┌─ Provided data
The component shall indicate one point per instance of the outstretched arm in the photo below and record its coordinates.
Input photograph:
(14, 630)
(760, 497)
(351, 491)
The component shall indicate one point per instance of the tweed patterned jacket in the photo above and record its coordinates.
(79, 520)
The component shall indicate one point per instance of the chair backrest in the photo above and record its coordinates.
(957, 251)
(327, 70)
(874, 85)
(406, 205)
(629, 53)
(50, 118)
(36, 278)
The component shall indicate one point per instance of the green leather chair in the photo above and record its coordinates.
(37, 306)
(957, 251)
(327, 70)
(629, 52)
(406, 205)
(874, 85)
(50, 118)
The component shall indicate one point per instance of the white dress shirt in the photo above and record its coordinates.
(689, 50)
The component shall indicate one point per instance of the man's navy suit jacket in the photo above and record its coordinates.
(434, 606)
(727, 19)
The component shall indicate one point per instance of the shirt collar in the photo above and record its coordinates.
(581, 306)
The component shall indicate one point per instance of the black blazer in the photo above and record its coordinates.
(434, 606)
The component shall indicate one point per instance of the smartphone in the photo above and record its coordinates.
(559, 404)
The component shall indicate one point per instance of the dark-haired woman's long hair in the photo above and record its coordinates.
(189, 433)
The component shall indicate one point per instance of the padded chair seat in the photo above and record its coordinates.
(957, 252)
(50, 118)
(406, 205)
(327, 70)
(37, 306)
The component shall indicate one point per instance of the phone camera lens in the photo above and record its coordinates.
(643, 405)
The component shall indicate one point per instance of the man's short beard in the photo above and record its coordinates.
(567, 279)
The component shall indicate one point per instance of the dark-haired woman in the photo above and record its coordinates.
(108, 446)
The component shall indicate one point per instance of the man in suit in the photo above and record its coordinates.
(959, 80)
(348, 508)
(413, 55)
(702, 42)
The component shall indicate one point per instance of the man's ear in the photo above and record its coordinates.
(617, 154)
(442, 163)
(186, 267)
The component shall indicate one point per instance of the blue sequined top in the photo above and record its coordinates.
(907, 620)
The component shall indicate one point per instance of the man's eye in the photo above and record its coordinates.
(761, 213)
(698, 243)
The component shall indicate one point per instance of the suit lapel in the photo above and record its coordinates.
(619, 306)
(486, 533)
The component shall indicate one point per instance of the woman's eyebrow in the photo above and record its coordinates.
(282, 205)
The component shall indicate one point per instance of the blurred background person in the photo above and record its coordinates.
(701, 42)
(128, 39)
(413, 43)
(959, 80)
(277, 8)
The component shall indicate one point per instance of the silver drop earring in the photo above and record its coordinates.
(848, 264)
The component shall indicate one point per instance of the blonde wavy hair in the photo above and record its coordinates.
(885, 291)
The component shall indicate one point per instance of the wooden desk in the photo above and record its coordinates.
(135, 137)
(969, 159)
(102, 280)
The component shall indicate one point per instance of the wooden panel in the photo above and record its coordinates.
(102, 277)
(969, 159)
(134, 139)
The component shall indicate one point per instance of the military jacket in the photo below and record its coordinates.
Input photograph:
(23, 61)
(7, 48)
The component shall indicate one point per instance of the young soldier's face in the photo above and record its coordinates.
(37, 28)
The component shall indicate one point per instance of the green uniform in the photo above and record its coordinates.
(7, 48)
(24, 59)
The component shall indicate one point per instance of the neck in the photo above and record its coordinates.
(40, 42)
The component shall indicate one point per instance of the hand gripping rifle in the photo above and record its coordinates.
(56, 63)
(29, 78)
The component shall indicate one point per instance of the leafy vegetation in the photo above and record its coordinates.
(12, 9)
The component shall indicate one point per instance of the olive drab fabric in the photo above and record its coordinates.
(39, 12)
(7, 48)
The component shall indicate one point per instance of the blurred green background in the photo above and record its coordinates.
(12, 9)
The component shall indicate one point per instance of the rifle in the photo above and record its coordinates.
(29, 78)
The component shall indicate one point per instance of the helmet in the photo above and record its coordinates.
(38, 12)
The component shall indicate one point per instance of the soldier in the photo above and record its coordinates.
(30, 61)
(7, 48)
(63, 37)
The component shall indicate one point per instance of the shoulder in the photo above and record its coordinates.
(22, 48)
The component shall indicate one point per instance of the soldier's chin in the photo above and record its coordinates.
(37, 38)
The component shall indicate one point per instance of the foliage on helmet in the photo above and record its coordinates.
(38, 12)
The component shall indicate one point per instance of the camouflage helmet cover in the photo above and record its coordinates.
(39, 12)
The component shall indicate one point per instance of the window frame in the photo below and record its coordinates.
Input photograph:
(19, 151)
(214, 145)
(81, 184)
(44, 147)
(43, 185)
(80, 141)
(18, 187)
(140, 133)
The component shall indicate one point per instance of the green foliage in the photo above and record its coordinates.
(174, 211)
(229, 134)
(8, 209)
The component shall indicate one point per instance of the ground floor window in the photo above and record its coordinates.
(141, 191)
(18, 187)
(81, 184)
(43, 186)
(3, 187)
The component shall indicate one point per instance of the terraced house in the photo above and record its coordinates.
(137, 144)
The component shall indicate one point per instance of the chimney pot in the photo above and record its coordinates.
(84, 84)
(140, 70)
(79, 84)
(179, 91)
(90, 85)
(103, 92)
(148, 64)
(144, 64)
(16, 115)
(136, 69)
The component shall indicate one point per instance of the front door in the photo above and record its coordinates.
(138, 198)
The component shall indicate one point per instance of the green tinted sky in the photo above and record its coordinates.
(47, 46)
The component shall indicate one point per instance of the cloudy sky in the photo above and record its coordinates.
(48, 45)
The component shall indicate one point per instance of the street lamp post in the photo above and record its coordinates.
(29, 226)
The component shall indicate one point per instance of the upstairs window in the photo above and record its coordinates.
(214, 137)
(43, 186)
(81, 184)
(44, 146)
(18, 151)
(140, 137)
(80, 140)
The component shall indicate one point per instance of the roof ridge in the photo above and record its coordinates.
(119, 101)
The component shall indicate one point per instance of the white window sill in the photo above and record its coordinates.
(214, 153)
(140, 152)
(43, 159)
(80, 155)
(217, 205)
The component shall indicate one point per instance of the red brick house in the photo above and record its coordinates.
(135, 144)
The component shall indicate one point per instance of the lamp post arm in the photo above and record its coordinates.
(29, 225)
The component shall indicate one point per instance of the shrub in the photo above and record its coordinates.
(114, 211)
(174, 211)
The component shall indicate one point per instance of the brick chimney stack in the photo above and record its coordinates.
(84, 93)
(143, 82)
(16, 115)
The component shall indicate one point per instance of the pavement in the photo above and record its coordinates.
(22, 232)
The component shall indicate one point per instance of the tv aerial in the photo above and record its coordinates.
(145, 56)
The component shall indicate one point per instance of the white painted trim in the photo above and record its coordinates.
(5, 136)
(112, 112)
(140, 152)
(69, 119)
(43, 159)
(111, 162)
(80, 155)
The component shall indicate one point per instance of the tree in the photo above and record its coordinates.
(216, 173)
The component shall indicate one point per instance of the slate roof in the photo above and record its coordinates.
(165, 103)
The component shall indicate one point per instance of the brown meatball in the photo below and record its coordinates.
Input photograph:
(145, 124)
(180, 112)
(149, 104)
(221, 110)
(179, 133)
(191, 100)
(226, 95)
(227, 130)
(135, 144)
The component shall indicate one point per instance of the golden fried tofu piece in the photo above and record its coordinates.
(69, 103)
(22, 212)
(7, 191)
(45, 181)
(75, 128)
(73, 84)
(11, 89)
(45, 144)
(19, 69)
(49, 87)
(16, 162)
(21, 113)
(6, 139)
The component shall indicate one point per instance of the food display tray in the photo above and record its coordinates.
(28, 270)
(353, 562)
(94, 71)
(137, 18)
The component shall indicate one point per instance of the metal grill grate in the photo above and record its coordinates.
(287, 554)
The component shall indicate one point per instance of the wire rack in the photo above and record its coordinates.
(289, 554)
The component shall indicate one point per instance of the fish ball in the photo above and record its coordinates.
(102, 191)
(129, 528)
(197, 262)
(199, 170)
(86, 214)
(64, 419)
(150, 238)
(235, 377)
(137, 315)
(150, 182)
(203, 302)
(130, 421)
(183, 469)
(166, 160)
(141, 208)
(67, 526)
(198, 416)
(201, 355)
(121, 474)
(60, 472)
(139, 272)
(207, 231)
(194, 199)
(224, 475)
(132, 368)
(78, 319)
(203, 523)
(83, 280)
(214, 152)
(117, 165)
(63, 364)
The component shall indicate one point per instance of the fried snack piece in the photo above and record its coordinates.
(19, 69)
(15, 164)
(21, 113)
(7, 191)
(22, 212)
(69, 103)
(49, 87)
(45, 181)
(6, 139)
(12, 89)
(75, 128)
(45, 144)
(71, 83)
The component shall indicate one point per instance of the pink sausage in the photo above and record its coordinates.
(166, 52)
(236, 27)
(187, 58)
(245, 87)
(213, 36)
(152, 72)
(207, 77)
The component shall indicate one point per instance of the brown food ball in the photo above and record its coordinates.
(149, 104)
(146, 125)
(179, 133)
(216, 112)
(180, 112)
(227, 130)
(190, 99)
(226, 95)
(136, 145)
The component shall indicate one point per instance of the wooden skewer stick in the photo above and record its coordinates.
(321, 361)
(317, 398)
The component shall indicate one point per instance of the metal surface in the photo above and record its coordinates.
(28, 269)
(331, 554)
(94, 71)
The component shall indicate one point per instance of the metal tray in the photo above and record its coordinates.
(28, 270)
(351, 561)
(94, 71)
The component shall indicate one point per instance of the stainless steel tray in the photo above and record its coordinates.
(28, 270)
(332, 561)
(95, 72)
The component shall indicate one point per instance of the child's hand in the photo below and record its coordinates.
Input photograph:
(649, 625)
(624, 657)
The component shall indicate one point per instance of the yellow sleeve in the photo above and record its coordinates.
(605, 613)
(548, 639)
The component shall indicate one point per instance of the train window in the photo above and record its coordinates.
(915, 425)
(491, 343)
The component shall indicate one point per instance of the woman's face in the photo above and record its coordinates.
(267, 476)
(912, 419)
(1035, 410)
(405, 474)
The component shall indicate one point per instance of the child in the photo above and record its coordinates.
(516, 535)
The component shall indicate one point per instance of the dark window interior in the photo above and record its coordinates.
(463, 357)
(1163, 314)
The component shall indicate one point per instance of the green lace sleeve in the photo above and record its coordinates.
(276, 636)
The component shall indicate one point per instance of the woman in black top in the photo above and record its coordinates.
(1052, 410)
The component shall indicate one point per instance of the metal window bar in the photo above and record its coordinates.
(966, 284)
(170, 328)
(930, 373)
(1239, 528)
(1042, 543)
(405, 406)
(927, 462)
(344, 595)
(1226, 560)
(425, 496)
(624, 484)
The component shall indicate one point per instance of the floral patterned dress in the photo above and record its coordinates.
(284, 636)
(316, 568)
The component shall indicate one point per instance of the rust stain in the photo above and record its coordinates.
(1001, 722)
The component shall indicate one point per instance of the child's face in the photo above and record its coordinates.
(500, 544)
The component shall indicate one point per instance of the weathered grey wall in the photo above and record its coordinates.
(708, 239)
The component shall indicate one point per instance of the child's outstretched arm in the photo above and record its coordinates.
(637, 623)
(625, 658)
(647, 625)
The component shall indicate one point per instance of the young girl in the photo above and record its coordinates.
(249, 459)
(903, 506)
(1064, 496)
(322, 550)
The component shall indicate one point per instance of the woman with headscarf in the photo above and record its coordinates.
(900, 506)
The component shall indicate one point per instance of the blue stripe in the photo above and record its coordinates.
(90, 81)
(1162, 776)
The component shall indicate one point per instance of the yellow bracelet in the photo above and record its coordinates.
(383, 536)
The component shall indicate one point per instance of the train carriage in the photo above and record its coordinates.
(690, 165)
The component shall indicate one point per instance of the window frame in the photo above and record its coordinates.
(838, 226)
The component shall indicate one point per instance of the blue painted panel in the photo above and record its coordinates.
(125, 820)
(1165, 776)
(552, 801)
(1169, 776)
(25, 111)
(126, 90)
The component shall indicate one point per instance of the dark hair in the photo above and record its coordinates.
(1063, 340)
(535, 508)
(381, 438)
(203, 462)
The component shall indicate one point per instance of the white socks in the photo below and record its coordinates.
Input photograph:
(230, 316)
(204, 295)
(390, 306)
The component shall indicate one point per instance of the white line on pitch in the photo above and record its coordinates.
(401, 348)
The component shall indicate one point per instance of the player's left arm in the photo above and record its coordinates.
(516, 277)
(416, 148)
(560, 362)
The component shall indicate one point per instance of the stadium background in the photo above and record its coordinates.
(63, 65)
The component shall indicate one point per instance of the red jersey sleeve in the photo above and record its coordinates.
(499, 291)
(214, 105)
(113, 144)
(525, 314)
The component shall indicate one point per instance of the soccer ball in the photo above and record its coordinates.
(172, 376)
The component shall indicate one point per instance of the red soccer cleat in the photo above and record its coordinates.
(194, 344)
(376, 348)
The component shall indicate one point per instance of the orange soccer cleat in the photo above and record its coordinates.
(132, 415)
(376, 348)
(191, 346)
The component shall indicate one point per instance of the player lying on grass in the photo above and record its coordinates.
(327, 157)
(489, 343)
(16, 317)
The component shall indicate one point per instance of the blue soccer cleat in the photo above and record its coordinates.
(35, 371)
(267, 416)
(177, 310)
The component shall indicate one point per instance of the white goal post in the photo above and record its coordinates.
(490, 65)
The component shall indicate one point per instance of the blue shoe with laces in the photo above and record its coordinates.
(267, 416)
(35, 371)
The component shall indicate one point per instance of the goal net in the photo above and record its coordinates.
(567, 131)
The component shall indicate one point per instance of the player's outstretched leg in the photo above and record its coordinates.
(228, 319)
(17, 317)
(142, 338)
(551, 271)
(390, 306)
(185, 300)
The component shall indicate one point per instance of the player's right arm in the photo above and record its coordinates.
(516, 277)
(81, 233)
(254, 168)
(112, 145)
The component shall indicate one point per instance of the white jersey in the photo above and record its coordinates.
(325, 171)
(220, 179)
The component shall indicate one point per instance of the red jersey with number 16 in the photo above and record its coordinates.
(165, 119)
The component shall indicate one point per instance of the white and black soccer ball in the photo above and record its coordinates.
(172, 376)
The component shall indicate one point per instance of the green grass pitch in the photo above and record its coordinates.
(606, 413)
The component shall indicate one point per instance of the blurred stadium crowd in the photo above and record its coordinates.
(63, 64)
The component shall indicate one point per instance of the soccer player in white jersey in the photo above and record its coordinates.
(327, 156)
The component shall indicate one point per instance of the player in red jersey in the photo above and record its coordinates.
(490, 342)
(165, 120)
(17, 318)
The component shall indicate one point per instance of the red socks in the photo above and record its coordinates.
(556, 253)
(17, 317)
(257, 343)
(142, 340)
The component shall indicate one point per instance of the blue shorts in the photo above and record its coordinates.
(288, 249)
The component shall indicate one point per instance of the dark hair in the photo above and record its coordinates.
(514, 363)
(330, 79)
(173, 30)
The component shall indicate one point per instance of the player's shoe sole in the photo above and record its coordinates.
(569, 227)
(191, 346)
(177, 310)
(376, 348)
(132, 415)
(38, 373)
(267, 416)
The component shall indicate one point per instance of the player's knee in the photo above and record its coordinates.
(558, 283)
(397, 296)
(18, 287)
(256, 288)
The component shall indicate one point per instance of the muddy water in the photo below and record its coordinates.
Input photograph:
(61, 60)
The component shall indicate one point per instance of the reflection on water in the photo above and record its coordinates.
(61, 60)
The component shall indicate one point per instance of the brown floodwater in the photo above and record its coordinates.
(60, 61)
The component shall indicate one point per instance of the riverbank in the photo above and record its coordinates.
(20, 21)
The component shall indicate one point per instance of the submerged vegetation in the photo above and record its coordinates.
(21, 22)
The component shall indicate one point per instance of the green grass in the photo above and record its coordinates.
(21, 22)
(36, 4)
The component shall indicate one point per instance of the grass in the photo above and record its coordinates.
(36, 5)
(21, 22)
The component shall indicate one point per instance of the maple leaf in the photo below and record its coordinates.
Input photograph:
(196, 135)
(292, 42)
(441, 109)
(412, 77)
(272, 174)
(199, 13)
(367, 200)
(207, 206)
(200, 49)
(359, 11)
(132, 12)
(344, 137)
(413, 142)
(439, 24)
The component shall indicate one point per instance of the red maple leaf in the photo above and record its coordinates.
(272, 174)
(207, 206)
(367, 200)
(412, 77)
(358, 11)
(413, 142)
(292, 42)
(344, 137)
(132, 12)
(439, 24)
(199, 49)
└─
● **Challenge**
Extract the lines above from the one containing "of the submerged" to the last line, both included, exactly as written.

● **Exercise output**
The component shall indicate one point per instance of the submerged vegetation in the photo above and record its coordinates.
(21, 22)
The component shall indicate one point per instance of the green grass in the photo above and record its coordinates.
(21, 22)
(36, 4)
The component shall indicate one point per instance of the grass in the photo above and record its coordinates.
(36, 5)
(21, 22)
The component shall indicate one point per instance of the maple leaf in the photo below and record its coordinates.
Input photograph:
(196, 135)
(292, 42)
(441, 109)
(412, 77)
(272, 174)
(199, 13)
(367, 200)
(207, 206)
(200, 49)
(359, 11)
(132, 12)
(344, 137)
(413, 142)
(439, 24)
The component shall indicate one point per instance of the red maple leaf in the photo above and record its coordinates.
(272, 174)
(207, 206)
(367, 200)
(412, 77)
(358, 11)
(413, 142)
(292, 42)
(344, 137)
(132, 12)
(439, 24)
(199, 49)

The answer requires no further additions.